*LIST OF TASKS*.
1. In the reflection below on an evening walk through the woods, duplicate the stretch from "Higher up the" through "the wrong route." word for word.
2. Rewrite the paragraph below beginning "But tonight, the valley was already cast in shadows" from the woodland walk reflection as a short list, keeping its main facts.

*** Opening of PAGE EXCERPT ***

I walked the woods again tonight, on a beautiful summer’s evening when the evening light was just begging to be visited. I felt drawn to my favourite hidden valley, a place of streams and waterfalls and kingfishers, of rich greens and deer lapping at the water’s edge.
The binoculars were slung over my shoulders: this was ostensibly a birding expedition. But in reality it was time out to work through the events of a long day, of good and bad, joy and pain, music and tears.
But tonight, the valley was already cast in shadows. It was dark and gloomy and uninviting. The little winding path was overgrown. The stream was a series of stagnant pools, too low to flow over the waterfalls. The stepping stones, half-hidden under towering bracken, had become a trap for the unwary.
Tonight, it felt like the valley of the shadow of death.
Higher up the slope, the evening light struck enticingly through the woods. Deer crashed away through the glowing trees. The upper reaches of the wood were bathed in full, glorious sunshine. The sky above me was clear blue.
I’d taken the wrong path, chosen the wrong route.
Suddenly I am stopped in my tracks. A thrush, unseen in the canopy above, is singing. No, not just singing, almost shrieking with joy. A series of ecstatic trills and fine, careless rapture cuts through the breezeless silence.
The sound of the valley of the shadow of death is not only weeping, but it is also singing. I heard some of both this afternoon, young women sobbing as they saw what age and illness can do to people you love; the old and infirm gathering to sing hymns from their hospital wheelchairs. “All my hope on God is founded,” they sang in clear, strong voices from their broken bodies. The preacher reminded them what courage it took to pray the Lord’s prayer and actually mean it. “Your will be done” cost Jesus his life, after all.
The valley of the shadow of death can never be a happy place, I don’t think, although so many find its embrace a merciful one in the end. But it should never be a place of fear or of hopelessness. There is always sunshine on the slopes above and the joyful, joyous song of the ages ringing through the darkness.

*** Close of PAGE EXCERPT ***
*** Opening of EXTRACTED MATERIAL ***

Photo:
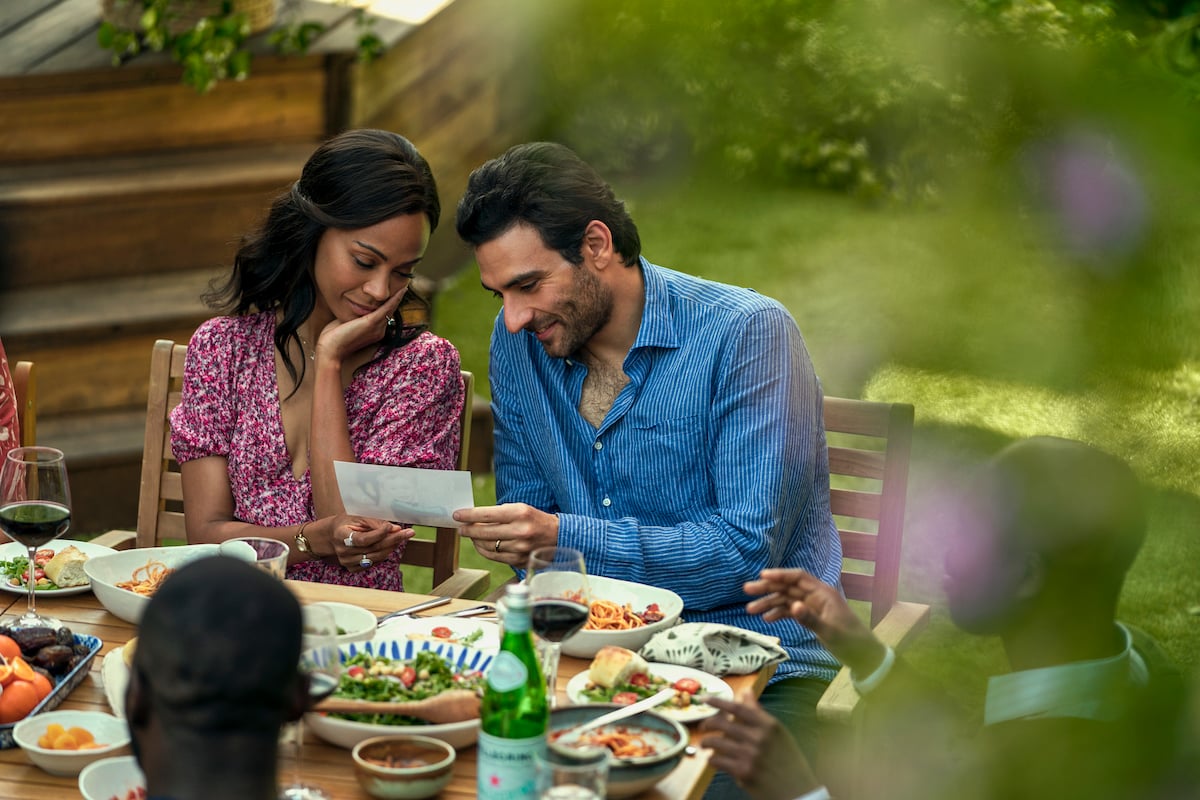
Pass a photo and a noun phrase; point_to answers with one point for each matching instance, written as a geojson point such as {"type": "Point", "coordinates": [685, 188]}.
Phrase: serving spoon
{"type": "Point", "coordinates": [573, 734]}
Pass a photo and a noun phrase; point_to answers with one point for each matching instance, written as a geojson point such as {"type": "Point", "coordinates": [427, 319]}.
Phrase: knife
{"type": "Point", "coordinates": [474, 611]}
{"type": "Point", "coordinates": [412, 609]}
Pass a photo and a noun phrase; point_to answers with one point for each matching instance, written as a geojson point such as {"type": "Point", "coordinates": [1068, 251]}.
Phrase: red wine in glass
{"type": "Point", "coordinates": [557, 619]}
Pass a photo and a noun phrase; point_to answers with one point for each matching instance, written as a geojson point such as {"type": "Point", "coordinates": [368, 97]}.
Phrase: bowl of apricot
{"type": "Point", "coordinates": [63, 743]}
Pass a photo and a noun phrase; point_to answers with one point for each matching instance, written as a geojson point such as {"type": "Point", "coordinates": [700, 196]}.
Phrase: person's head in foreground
{"type": "Point", "coordinates": [214, 679]}
{"type": "Point", "coordinates": [1053, 528]}
{"type": "Point", "coordinates": [552, 240]}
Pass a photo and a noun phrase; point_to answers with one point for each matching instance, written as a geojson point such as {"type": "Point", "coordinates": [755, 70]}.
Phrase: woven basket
{"type": "Point", "coordinates": [125, 13]}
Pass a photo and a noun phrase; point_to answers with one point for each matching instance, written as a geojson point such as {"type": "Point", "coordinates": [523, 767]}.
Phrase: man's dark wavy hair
{"type": "Point", "coordinates": [549, 187]}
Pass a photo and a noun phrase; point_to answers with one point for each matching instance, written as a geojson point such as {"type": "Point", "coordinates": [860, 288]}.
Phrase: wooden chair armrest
{"type": "Point", "coordinates": [497, 594]}
{"type": "Point", "coordinates": [119, 540]}
{"type": "Point", "coordinates": [899, 626]}
{"type": "Point", "coordinates": [469, 584]}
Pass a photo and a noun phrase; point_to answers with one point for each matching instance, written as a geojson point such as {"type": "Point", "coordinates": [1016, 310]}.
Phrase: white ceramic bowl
{"type": "Point", "coordinates": [111, 777]}
{"type": "Point", "coordinates": [427, 767]}
{"type": "Point", "coordinates": [105, 728]}
{"type": "Point", "coordinates": [585, 644]}
{"type": "Point", "coordinates": [357, 624]}
{"type": "Point", "coordinates": [106, 571]}
{"type": "Point", "coordinates": [347, 733]}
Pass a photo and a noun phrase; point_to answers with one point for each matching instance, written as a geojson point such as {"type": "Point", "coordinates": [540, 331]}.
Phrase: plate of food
{"type": "Point", "coordinates": [463, 631]}
{"type": "Point", "coordinates": [389, 669]}
{"type": "Point", "coordinates": [58, 566]}
{"type": "Point", "coordinates": [619, 675]}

*** Close of EXTRACTED MATERIAL ***

*ANSWERS FOR THE TASKS*.
1.
Higher up the slope, the evening light struck enticingly through the woods. Deer crashed away through the glowing trees. The upper reaches of the wood were bathed in full, glorious sunshine. The sky above me was clear blue.
I’d taken the wrong path, chosen the wrong route.

2.
- The valley was already in shadow: dark, gloomy and uninviting.
- The small winding path was overgrown.
- The stream had shrunk to stagnant pools, too low to flow over the waterfalls.
- The stepping stones, half-hidden under tall bracken, had become a trap for the unwary.